# START OF Source text
No, unemployment in one year in the 1950s was 3%, according to your own cite.

Define “employee’s market.” What level of unemployment is an employee’s market?

I’m sorry, but do you not read the things you’re replying to? Jesus Christ, man. Yes, a gallon of gasoline had a cheaper nominal price in 1955, but then the average wage was a buck fifty an hour. If you adjust for inflation, Americans make more now than they did in 1955.

Again, since it seems I wasn’t clear enough: the $26,000 figure I cited is adjusted for inflation. In 1955 dollars, the average American in 1955 made just $3,301.

This is true in the VERY recent past, but you’d expect that, since we’re in a recession. Over the course of the last number of decades it’s simply not true at all.

Go drive around an older middle class areas and tell me the standard of living was higher.

You’ll find a lot of two-bedroom, one bathroom houses. That’s one bedroom for the parents and one for the kids. You’ll see houses with carports instead of garages, and room for only one vehicle. You will not find walk-in closets or other large storage spaces, because people didn’t have a ton of crap (certainly not enough to need self-storage spaces, which I find an amazing phenomena.) You might, however, find a pantry where people could store the fruits and vegetables they canned when produce was cheap and in season. You’ll see spaces in the backyard for drying clothes on clotheslines. You likely won’t find central heating or air conditioning. The kitchen probably will not have room for all your kitchen gadgets, and stuff like double ovens would be unheard of.

Or think about the stuff that gets deducted from your bank account each month. Chances are you have a cell phone plan, Netflix, and maybe WOW or some other entertainment. You probably have cable and internet to pay for. You might have a gym membership.

Now think about that in the 1950s. They probably had an electricity and phone bill- and that’s it.

[aside]I beg to differ, eh.[/aside]

“since there is no free trade regime with China today”

Let’s say that I have a bulk carrier loaded with sugar which I can sell at world parity price. Do you think making that trade would be easier with China or US buyers?

What does this have to do with whether or not the US has a free trade regime with China?

[quote=“Le_Jacquelope, post:42, topic:555912”]

I know, through experience, that you can eat like a king out of America’s dumpsters.

About 1/3 of Chinese college graduates do not have college-level jobs waiting for them on the other side and will have to find unskilled jobs in factories, restaurants, etc. A greater percentage of people have been tracked into career paths that lead to undesirable jobs. My students, for example, were pretty much forced to become rural primary school teachers. This doesn’t sound so bad, until you realize that a shoe-shine girl in a big city can easily make in a day what a rural primary school teacher makes in a week- but once my students are classified as “rural” residents they cannot legally work in the city or take advantage of the city’s far superior schools, health systems, etc. Moving to a “city” residence permit is comprable to a Mexican farmer legally moving to the States- it can be done through marriage or a few other means, but it’s unlikely.

Trust me, even the American unemployed are MUCH better off.

Well, we could blow it up ourselves. Is that what you recommend? Would that improve things?

Japan is one of the most densely populated countries on earth. What works in Japan won’t necessarily work in the US. But public transportation isn’t really what we’re talking about in this tread anyway.

The unemployment rate in 2007 was 4.5%.

Wrong. Job growth was slow, but it wasn’t zero. Unless you have a cite that says otherwise…

I definitely feel for the Chinese, but their own currency peg artificially lowers their living standards. It’s in your students’ interests to get rid of the currency peg.
# END OF Source text
# START OF Records shown
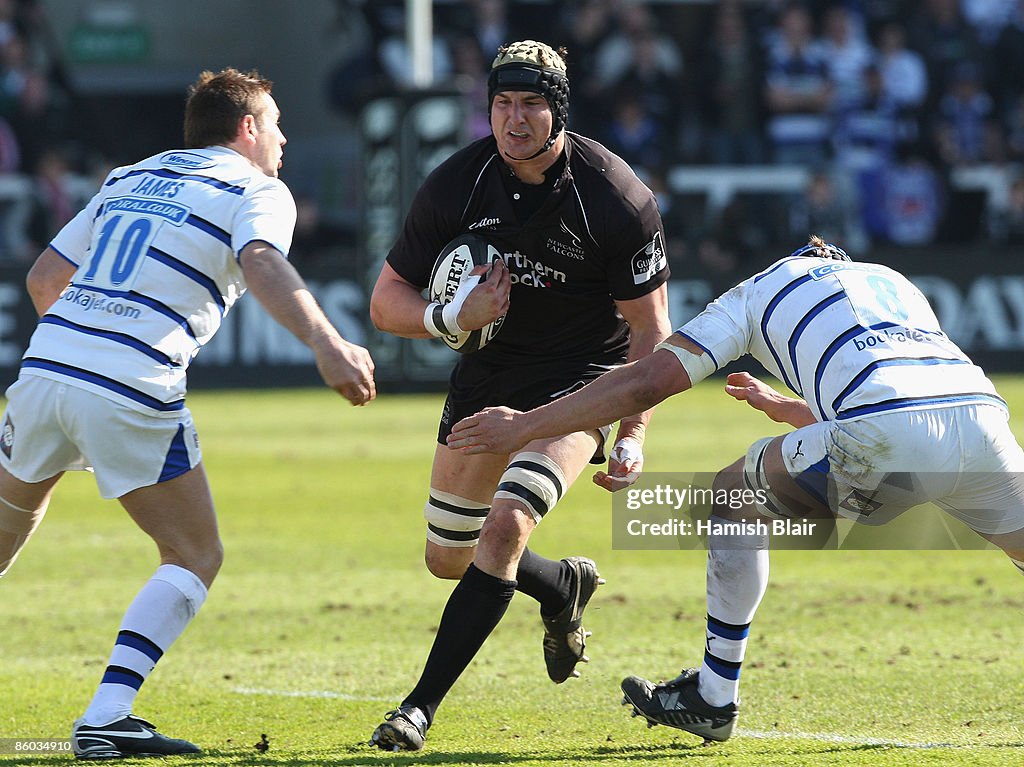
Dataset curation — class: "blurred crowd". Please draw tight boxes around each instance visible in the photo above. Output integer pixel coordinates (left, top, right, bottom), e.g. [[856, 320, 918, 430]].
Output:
[[331, 0, 1024, 282], [0, 0, 1024, 275]]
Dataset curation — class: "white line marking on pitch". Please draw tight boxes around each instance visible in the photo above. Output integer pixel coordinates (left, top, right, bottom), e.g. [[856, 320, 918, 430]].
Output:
[[736, 730, 950, 749], [231, 687, 391, 700]]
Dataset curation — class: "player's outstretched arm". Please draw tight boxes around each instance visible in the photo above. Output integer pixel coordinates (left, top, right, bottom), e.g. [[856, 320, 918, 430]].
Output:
[[240, 242, 377, 404], [447, 350, 690, 454], [592, 285, 672, 493], [25, 248, 75, 316], [725, 372, 817, 429]]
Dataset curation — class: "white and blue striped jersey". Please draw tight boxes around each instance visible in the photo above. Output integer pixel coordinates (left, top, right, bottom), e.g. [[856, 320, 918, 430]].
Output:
[[22, 146, 295, 413], [677, 257, 1006, 421]]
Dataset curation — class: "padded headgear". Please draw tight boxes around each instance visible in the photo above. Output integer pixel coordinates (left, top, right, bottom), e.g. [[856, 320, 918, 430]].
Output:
[[487, 40, 569, 160], [788, 235, 852, 261]]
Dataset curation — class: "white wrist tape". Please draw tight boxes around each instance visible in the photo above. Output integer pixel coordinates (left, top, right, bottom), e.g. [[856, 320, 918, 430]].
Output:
[[610, 437, 643, 464], [654, 336, 718, 386], [423, 274, 480, 338]]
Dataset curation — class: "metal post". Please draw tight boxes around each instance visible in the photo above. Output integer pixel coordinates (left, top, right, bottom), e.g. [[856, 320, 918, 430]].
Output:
[[406, 0, 434, 89]]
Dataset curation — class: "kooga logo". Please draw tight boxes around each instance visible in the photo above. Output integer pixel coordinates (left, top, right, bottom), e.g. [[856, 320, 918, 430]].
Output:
[[160, 152, 213, 170]]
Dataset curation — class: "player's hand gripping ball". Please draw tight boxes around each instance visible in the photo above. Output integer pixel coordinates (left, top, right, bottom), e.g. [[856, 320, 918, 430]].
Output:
[[427, 233, 505, 354]]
# END OF Records shown
▶ [Directions]
1/ Write out the part of the living-standards discussion from "You’ll find a" up to and including "be unheard of.".
2/ Put the records into a numbered list, from the start of the records up to and including the line with "274, 480, 338]]". Leave out blank lines and the pictures.

▶ [Responses in order]
1/
You’ll find a lot of two-bedroom, one bathroom houses. That’s one bedroom for the parents and one for the kids. You’ll see houses with carports instead of garages, and room for only one vehicle. You will not find walk-in closets or other large storage spaces, because people didn’t have a ton of crap (certainly not enough to need self-storage spaces, which I find an amazing phenomena.) You might, however, find a pantry where people could store the fruits and vegetables they canned when produce was cheap and in season. You’ll see spaces in the backyard for drying clothes on clotheslines. You likely won’t find central heating or air conditioning. The kitchen probably will not have room for all your kitchen gadgets, and stuff like double ovens would be unheard of.

2/
1. Dataset curation — class: "blurred crowd". Please draw tight boxes around each instance visible in the photo above. Output integer pixel coordinates (left, top, right, bottom), e.g. [[856, 320, 918, 430]].
2. Output:
3. [[331, 0, 1024, 282], [0, 0, 1024, 275]]
4. Dataset curation — class: "white line marking on pitch". Please draw tight boxes around each instance visible in the photo above. Output integer pixel coordinates (left, top, right, bottom), e.g. [[856, 320, 918, 430]].
5. Output:
6. [[736, 730, 950, 749], [231, 687, 391, 700]]
7. Dataset curation — class: "player's outstretched arm". Please draw tight boxes around each instance visible in the photo above. Output integer pixel coordinates (left, top, right, bottom), e.g. [[856, 320, 918, 430]].
8. Output:
9. [[240, 242, 377, 404], [447, 350, 690, 454], [592, 285, 672, 493], [25, 248, 75, 316], [725, 372, 817, 429]]
10. Dataset curation — class: "white and blue striped jersey". Please draw tight boxes around each instance visible in the photo above. Output integer pixel coordinates (left, top, right, bottom), e.g. [[856, 320, 918, 430]].
11. Output:
12. [[22, 146, 295, 413], [677, 257, 1006, 421]]
13. Dataset curation — class: "padded headgear". Please draw tight boxes around each instance visible in the photo above. Output integer pixel coordinates (left, top, right, bottom), e.g. [[856, 320, 918, 430]].
14. Output:
15. [[487, 40, 569, 160], [788, 235, 852, 261]]
16. Dataset curation — class: "white wrist tape". Please draw tight boxes around each instance visible in the photo above. Output integer pixel coordinates (left, top, right, bottom), e.g. [[856, 320, 918, 430]].
17. Output:
18. [[610, 437, 643, 464], [654, 336, 718, 386], [423, 274, 480, 338]]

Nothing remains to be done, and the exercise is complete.